• _ASSIGNMENT_:
All lines from the one containing "Query: snow-covered ground" to the end of the entries below should be output exactly as they appear. No other lines should be output.

• _PROVIDED ENTRIES_:
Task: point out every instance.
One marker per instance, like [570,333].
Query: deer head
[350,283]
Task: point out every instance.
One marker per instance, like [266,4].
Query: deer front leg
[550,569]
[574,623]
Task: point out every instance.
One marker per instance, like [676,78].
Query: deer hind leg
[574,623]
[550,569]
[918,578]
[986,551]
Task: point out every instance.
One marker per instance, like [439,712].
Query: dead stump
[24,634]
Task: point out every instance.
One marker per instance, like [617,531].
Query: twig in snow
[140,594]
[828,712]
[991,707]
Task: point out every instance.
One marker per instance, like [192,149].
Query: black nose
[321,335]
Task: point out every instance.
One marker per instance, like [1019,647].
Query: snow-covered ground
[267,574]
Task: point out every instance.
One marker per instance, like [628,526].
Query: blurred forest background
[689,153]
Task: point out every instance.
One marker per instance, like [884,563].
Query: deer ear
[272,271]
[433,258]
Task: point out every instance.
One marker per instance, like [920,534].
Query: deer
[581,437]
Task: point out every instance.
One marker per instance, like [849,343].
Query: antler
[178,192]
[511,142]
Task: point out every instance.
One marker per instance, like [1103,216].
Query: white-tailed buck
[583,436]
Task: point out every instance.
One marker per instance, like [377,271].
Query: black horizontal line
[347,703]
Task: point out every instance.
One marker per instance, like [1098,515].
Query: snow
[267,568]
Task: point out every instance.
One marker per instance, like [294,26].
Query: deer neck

• _SOLUTION_:
Query: snow-covered ground
[267,574]
Task: point out every instance.
One marker per instance, like [628,526].
Query: blurred forest background
[689,153]
Task: point out every instance.
One marker per instance, like [884,563].
Query: deer ear
[272,271]
[433,258]
Task: point out every instance.
One marker per instance, like [920,534].
Query: deer
[581,437]
Task: point out every instance.
One marker per instance, like [849,343].
Query: antler
[178,192]
[511,142]
Task: point out every instance.
One marker per instance, like [1103,216].
Query: white-tailed buck
[583,436]
Task: point out every instance.
One marker per instance, like [377,271].
Query: black horizontal line
[347,703]
Task: point out every instance.
One marker per instance, like [1098,515].
Query: snow
[267,568]
Task: point out every instance.
One marker per instance, like [294,26].
Query: deer neck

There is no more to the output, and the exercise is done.